WRITTEN PROBLEM >> How many lines in the entries below contain the string "after", matching case exactly? Reply with the number alone.

[Dataset rows]
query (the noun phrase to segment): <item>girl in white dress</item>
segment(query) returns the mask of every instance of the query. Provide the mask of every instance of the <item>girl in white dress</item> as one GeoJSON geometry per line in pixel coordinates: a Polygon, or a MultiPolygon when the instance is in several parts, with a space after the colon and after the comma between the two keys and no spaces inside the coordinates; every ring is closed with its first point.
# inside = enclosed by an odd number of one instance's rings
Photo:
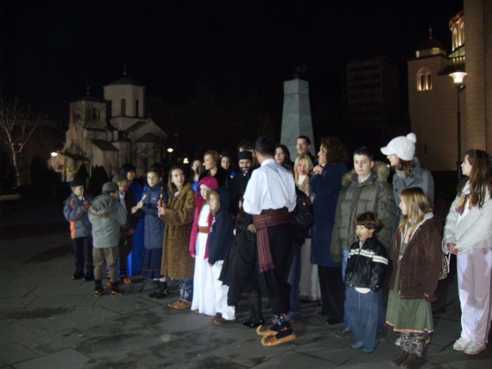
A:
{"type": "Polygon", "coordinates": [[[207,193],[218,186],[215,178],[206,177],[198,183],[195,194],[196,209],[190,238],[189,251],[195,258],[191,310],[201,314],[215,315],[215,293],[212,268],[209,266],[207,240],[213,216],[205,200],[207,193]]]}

--

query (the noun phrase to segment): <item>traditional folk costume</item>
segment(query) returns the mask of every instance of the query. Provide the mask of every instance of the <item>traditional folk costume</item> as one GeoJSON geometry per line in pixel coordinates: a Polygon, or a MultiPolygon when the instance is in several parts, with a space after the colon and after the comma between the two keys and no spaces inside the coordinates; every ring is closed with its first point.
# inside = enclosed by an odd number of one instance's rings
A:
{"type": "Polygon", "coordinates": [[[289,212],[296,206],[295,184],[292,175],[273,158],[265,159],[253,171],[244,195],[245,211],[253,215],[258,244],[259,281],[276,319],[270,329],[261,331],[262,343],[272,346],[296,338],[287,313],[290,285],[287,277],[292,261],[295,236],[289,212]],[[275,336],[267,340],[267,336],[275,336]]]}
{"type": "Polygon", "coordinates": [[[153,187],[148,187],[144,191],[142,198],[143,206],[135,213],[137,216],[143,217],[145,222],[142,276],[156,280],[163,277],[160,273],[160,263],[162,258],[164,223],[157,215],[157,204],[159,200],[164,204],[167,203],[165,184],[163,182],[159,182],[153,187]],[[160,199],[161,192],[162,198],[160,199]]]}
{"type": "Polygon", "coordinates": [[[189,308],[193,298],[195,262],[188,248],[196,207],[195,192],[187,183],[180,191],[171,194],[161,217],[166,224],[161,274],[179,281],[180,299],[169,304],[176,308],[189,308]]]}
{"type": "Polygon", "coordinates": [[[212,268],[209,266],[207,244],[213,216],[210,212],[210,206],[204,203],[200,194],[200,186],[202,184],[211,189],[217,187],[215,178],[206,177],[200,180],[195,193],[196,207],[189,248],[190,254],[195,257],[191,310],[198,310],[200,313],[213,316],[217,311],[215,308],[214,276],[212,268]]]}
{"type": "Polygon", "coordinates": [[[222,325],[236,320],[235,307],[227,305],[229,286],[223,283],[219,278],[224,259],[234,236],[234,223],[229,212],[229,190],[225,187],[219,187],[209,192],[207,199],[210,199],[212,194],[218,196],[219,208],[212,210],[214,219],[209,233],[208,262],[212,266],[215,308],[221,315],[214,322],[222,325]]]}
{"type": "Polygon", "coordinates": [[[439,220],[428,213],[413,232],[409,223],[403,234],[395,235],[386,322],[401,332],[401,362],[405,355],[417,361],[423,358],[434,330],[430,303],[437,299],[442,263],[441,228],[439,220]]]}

SOLUTION TO THE PROBLEM >> 2